Rob Zombie‘s transition to the film world is, if nothing else, intriguing. After finding success uncharacteristic to the metal genre with band White Zombie, the metal rocker decided that basing album concepts off classic horror movies wasn’t cutting it. He wanted in on the game. By 1999, he had written an original script, The Crow: 2037, but the project was abandoned for a variety of reasons. Instead Zombie paired with Universal Studios to make his horror house debut, House of 1000 Corpses and so began his bloodstained path to 31.
Corpses was shelved for years (three to be precise) before it was released to the public and immediately earned Zombie a new level of cult status. Though that film could hardly be regarded as a critical or commercial winner, Zombie’s more Western-tinted direct follow-up, The Devil’s Rejects, found more success, becoming his defining cinematic feature. 11 years and three films later, Zombie debuts 31, offering definitive proof that he hasn’t really evolved as a filmmaker so much as given himself over to his basest, most carnal instincts.
Rape, blood, carnage, rape, psycho killers, Mexican Nazi midgets, rape. It’s worth noting that to date, 31 is the second Sundance Midnight movie to feature Nazi midgets (see, or rather don’t see, Yoga Hosers). Unsurprisingly, both movies that feature said Nazi midgets are pretty, pretty bad. Worse still, the Nazi midget in 31 gleefully exclaims a grotesque fondness for threatening the ladies in his path with obscene sexual violence.
Zombie’s sixth film possesses a very single-minded outlook on women in horror that, on the one hand, appears to mock the schlock of 70s slashers and their final girls and yet debases the whole idea of female empowerment by treating them as little more than fuck-bags or victims.Let’s backtrack for a second and give a little bit of context to the events. Not that a Rob Zombie movie particularly needs much context seeing they are essentially a prolapsed torrent of pouring blood and severed body parts. It’s Halloween, 1976. 31 opens with a bus full of “performers” (or are they swindlers and prostitutes? It’s not clear) taken hostage by thick brutes in prison stripes.
The flock is thinned down to five – Charly (Sheri Moon Zombie), Venus (Meg Foster), Panda (Lawrence Hilton-Jacobs), Roscoe (Jeff Daniel Phillips) and Levon (Kevin Jackson) – who are forced to participate in a twisted game of cat and mouse. Each are presented with the odds of their survival (ranging from 60-to-1 to 1,000,000-to-1) and a customized weapon and told that if they survive the oncoming waves of murder-drunk baddies, that they’ll be able to escape with their life. Little do they know that this outcome has never come to fruition before.

* DATA LISTING:
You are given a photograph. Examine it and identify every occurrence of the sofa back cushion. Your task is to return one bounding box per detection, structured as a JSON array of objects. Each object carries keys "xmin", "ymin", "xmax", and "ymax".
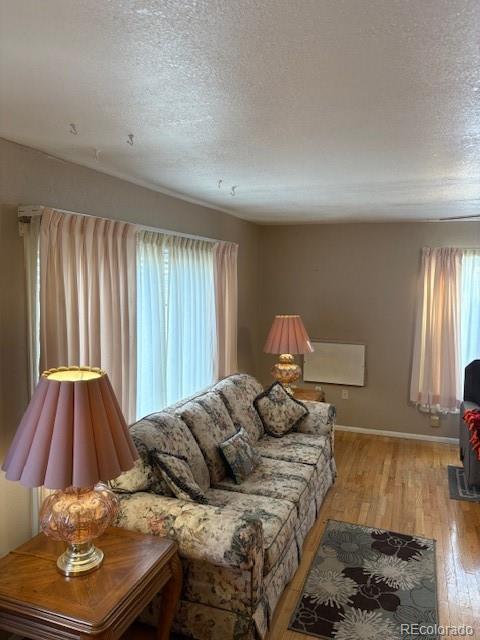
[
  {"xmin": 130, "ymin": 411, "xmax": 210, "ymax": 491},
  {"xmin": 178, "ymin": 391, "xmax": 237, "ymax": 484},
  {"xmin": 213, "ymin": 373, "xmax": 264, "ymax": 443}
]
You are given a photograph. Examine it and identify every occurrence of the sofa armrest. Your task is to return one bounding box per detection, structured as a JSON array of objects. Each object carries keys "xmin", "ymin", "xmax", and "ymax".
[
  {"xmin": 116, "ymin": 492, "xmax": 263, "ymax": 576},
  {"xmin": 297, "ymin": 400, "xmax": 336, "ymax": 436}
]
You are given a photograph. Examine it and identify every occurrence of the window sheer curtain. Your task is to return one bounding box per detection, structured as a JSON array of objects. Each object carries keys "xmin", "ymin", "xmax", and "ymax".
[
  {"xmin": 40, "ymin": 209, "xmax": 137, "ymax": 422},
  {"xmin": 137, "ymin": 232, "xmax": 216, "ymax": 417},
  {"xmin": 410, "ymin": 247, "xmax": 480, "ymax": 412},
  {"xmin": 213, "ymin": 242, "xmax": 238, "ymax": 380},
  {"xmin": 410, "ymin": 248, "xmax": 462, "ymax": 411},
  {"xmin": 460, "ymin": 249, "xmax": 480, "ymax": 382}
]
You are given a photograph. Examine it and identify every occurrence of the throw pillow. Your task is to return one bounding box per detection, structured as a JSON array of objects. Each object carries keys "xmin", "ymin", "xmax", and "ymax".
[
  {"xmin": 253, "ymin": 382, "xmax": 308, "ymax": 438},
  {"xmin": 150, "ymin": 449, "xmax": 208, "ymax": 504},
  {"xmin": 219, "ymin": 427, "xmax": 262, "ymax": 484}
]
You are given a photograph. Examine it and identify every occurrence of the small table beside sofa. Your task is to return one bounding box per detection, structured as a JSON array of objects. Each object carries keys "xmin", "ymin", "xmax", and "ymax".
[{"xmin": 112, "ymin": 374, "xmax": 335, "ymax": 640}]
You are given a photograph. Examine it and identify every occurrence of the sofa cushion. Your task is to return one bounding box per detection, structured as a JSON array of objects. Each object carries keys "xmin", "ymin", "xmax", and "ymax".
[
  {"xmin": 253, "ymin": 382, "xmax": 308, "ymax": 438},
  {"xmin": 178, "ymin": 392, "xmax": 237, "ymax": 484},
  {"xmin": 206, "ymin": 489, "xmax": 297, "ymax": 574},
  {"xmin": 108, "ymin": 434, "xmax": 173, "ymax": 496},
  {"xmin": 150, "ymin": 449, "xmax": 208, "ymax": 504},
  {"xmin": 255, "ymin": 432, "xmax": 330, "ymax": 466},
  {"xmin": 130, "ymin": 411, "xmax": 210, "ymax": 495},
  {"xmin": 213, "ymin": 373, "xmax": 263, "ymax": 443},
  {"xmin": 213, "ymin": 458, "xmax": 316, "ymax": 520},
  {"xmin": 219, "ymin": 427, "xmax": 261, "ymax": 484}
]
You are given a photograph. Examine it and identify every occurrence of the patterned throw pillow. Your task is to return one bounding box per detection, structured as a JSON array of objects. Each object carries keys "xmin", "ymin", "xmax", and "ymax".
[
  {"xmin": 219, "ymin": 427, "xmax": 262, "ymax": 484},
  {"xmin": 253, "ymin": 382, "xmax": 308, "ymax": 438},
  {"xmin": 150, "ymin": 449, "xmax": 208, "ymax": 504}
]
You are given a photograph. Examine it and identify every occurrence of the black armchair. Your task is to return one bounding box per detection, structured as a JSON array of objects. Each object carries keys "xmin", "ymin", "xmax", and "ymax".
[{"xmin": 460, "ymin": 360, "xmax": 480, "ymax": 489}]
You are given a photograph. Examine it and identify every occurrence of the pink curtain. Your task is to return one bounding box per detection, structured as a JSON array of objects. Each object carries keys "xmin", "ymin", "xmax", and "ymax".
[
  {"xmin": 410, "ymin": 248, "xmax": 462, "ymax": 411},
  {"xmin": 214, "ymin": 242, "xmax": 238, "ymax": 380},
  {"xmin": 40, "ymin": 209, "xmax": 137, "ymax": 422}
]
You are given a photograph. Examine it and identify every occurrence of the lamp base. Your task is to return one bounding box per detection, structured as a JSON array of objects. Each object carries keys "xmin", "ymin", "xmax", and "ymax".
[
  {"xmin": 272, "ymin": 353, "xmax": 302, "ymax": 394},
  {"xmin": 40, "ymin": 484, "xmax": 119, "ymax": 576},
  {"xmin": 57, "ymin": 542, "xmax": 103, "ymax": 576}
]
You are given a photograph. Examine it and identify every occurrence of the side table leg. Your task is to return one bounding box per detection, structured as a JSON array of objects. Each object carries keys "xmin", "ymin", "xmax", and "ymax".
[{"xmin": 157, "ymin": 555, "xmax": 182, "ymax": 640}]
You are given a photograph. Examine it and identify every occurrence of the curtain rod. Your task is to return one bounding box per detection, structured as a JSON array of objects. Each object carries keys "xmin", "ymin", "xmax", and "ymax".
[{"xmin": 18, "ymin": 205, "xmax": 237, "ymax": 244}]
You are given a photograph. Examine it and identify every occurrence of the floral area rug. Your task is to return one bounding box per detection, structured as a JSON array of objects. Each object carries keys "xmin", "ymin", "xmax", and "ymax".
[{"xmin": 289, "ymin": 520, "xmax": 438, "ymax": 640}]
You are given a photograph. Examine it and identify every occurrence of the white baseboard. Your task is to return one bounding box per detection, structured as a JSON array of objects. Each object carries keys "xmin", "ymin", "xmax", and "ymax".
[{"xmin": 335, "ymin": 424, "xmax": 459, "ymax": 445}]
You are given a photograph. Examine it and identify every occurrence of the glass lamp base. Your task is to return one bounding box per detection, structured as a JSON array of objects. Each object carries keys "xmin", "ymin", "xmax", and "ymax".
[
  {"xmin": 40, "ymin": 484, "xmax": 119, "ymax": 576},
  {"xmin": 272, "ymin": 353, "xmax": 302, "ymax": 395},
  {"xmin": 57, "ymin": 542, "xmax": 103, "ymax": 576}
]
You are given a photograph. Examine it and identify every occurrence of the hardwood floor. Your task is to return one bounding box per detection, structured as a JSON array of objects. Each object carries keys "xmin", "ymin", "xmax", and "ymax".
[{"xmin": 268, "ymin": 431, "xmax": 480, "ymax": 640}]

* TASK REQUIREMENTS:
1. According to the review of 31, what holiday and year does the film's story take place on?
2. Echo the review of 31 word for word, starting with "Corpses was shelved" and going on through "most carnal instincts.".

* RESPONSES BY ITEM NUMBER:
1. Halloween, 1976.

2.
Corpses was shelved for years (three to be precise) before it was released to the public and immediately earned Zombie a new level of cult status. Though that film could hardly be regarded as a critical or commercial winner, Zombie’s more Western-tinted direct follow-up, The Devil’s Rejects, found more success, becoming his defining cinematic feature. 11 years and three films later, Zombie debuts 31, offering definitive proof that he hasn’t really evolved as a filmmaker so much as given himself over to his basest, most carnal instincts.